WHAT IS REQUIRED =>
For this exercise, print the records below verbatim.

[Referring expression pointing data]
______
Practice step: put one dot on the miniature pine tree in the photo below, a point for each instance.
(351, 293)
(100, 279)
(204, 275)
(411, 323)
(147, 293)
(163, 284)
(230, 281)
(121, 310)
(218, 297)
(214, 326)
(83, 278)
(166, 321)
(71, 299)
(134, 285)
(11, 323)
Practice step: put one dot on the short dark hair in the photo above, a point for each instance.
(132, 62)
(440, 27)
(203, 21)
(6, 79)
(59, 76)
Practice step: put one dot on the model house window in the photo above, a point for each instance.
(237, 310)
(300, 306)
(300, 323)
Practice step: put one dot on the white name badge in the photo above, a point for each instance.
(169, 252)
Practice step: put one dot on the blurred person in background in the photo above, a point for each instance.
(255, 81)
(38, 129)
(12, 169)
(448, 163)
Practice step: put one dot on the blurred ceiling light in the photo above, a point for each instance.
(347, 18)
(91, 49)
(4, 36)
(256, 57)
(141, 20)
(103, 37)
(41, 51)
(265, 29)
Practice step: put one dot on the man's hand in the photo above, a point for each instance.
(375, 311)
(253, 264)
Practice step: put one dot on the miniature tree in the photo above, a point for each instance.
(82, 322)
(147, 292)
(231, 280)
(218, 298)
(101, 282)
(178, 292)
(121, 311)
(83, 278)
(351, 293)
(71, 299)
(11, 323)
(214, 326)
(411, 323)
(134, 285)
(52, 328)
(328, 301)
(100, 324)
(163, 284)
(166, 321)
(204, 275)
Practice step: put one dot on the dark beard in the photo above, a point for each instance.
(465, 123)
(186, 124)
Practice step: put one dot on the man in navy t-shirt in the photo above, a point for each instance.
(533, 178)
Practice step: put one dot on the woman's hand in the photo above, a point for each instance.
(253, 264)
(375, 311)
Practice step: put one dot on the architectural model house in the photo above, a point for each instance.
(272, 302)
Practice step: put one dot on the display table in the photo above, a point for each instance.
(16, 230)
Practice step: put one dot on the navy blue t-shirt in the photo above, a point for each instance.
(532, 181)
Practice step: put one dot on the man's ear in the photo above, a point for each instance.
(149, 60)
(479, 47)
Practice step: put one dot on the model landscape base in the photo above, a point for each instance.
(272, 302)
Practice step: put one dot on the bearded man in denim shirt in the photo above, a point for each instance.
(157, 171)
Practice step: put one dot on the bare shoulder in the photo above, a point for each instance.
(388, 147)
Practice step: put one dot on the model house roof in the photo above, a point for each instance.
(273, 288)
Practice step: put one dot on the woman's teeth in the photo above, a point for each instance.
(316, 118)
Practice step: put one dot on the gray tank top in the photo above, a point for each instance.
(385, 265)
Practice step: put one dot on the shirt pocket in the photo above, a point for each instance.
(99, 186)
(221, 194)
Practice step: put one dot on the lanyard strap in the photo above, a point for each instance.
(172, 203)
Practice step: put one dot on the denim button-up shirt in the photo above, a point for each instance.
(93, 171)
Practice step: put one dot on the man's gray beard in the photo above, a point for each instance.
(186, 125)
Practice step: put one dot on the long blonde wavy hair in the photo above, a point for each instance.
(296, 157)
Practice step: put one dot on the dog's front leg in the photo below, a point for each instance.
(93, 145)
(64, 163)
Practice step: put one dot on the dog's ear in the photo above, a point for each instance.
______
EXERCISE SOLUTION =>
Practice step: put one dot on the miniature pine tree in the photo below, a point for each instance.
(351, 293)
(100, 279)
(204, 275)
(411, 323)
(147, 293)
(163, 284)
(230, 281)
(121, 310)
(218, 297)
(214, 326)
(83, 278)
(166, 321)
(71, 299)
(134, 285)
(11, 323)
Practice step: put one dot on the short dark hair in the photo above, a point for each instance.
(132, 62)
(440, 27)
(203, 21)
(6, 79)
(59, 76)
Practice step: put one dot on the model house window in the photo above, a point for each instance.
(237, 310)
(300, 306)
(300, 323)
Practice step: put one dot on the white name badge in the photo above, a point for each instance.
(169, 252)
Practice step: put one dot on the blurred person in background in the photo above, a point for each instance.
(255, 81)
(38, 129)
(12, 169)
(448, 163)
Practice step: put one dot on the blurred ceiling light in the photo above, a point for each instance.
(347, 18)
(91, 49)
(4, 36)
(256, 57)
(141, 20)
(103, 37)
(41, 51)
(265, 29)
Practice step: put one dot on the man's hand in the photo above, a point for each instance.
(375, 311)
(253, 264)
Practice step: put one dot on the miniature tree in the photo above, a point for each instance.
(82, 322)
(147, 292)
(231, 280)
(218, 298)
(101, 282)
(178, 292)
(121, 311)
(83, 278)
(351, 293)
(71, 299)
(11, 323)
(214, 326)
(411, 323)
(134, 285)
(52, 328)
(328, 301)
(100, 324)
(163, 284)
(166, 321)
(204, 275)
Practice step: put one dot on the dark beard in the photo above, a point for each instance.
(465, 123)
(186, 124)
Practice step: put one dot on the man in navy t-shirt in the photo above, a point for each instance.
(533, 178)
Practice step: put one dot on the woman's hand in the photo above, a point for each instance.
(253, 264)
(375, 311)
Practice step: put one dot on the architectural model house in the photo above, a point for each instance.
(272, 302)
Practice step: put one dot on the display table in the photo above, a point for each instance.
(16, 230)
Practice step: put one dot on the navy blue t-shirt in the photo above, a point for each instance.
(532, 181)
Practice step: put one dot on the man's ear in the photo above, a point for each instance.
(149, 60)
(479, 47)
Practice step: put one dot on the model landscape base in the photo above, a point for each instance.
(272, 302)
Practice step: put one dot on the bearded man in denim shirt in the photo above, a point for each instance.
(157, 171)
Practice step: put one dot on the bare shoulder in the photo above, a point for each instance.
(388, 147)
Practice step: put one dot on the model house roof in the photo above, a point for each instance.
(273, 288)
Practice step: put one dot on the woman's teeth in the photo above, a point for each instance.
(316, 118)
Practice step: put one dot on the gray tank top in the photo above, a point for each instance.
(385, 265)
Practice step: put one dot on the shirt pocket in the photo above, a point for each instance.
(99, 186)
(221, 194)
Practice step: put one dot on the lanyard strap in the photo above, a point for each instance.
(172, 203)
Practice step: put one dot on the denim button-up shirt in the photo above, a point for each instance.
(93, 171)
Practice step: put one dot on the man's gray beard in the photo above, a point for each instance.
(186, 125)
Practice step: put one dot on the long blonde wavy hair in the photo above, a point for each instance.
(296, 157)
Practice step: put one dot on the dog's front leg in the photo below, a point for each instance.
(93, 145)
(64, 163)
Practice step: put one dot on the dog's ear in the photo above, a point for each instance.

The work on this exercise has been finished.